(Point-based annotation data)

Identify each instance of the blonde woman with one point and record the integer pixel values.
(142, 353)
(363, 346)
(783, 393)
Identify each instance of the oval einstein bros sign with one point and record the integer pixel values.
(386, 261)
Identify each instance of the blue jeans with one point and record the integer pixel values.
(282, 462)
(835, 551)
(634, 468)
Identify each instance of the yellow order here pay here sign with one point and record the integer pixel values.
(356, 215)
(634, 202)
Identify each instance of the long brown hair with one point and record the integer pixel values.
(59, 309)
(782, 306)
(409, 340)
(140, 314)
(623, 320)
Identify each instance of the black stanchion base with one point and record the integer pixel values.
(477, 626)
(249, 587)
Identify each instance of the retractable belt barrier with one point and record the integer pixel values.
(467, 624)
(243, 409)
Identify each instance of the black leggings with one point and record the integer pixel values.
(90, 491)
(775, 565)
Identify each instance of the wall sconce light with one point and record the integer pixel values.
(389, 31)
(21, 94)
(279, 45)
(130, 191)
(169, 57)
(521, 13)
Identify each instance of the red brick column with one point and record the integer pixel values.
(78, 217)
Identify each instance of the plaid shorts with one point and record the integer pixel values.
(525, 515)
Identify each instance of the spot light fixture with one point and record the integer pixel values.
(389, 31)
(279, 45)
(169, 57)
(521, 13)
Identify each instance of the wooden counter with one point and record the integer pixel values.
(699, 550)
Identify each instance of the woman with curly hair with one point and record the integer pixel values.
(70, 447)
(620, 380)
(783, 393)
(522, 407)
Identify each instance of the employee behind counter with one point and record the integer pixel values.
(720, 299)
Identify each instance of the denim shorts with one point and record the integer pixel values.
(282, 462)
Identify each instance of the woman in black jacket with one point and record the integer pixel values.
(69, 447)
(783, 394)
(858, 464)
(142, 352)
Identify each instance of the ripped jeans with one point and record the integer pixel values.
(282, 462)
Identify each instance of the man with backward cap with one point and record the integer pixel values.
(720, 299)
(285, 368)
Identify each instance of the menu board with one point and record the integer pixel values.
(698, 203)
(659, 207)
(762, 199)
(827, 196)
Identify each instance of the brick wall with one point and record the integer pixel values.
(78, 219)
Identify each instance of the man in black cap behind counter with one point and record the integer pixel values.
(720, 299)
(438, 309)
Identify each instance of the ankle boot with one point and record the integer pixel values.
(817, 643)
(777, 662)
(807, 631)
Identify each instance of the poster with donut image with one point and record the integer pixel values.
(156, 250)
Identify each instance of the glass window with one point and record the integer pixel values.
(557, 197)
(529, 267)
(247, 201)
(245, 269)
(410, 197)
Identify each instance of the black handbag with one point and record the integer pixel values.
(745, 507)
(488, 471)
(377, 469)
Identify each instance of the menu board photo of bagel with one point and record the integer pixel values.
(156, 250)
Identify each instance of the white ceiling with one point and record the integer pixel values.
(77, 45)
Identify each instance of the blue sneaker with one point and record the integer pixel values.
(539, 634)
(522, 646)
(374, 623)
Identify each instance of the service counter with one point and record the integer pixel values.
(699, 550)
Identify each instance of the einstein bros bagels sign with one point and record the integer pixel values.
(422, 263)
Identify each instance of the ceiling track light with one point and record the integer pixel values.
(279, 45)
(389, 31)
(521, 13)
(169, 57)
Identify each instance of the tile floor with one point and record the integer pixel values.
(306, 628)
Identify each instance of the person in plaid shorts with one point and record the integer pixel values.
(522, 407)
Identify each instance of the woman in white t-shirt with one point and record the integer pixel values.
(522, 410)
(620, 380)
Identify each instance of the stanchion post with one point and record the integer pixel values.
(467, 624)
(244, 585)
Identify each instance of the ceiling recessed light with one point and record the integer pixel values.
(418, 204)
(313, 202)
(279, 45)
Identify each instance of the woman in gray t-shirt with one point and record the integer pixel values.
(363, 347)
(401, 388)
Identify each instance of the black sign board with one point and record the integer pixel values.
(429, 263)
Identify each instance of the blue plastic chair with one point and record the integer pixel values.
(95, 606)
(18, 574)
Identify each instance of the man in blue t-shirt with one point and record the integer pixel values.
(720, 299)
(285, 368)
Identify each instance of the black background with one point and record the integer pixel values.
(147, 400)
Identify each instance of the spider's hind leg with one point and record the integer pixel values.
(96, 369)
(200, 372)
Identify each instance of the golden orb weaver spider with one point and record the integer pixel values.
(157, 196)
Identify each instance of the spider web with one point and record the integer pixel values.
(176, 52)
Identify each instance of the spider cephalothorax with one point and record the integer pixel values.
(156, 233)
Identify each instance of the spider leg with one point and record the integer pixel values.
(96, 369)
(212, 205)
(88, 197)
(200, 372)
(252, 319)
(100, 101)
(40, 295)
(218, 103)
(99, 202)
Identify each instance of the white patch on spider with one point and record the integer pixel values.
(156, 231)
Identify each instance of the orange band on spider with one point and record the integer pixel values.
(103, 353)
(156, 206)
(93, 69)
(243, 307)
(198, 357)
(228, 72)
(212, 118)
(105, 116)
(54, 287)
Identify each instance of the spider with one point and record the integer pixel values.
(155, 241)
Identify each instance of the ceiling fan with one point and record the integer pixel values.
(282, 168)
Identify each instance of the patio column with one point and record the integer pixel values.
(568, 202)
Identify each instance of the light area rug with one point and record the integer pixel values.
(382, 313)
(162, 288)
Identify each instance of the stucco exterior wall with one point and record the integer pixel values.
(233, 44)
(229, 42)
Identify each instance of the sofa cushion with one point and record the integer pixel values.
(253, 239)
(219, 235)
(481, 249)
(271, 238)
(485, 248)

§ **WHAT THE TASK REQUIRES**: Each line from the one containing "Identify each instance of the spider with" through the end of the entries, both included, is to be returned exactly, with no other lines.

§ **ANSWER IN FULL**:
Identify each instance of the spider with one point and record the integer pixel values.
(155, 241)
Identify each instance of the ceiling fan with one point and record the integer pixel values.
(282, 168)
Identify each instance of the patio column with one point and record the integer pixel values.
(568, 202)
Identify each instance of the light area rug with one point and record the integer pixel values.
(382, 313)
(162, 288)
Identify each instance of the stucco exterior wall with one point and record the integer pixel values.
(233, 44)
(229, 42)
Identify each instance of the sofa cushion with one point and record the integer pixel values.
(253, 239)
(219, 235)
(481, 249)
(271, 238)
(485, 248)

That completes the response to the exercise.